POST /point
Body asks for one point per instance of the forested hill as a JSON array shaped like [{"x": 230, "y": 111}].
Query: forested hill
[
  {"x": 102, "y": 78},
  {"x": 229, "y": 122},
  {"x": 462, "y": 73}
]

> _Written instruction_: Copy out each record exactly as given, omitting none.

> _In response_:
POST /point
Body asks for one point per instance of the forested hill as a JSON array shaped like [{"x": 230, "y": 111}].
Query: forested hill
[
  {"x": 102, "y": 78},
  {"x": 229, "y": 122},
  {"x": 462, "y": 73}
]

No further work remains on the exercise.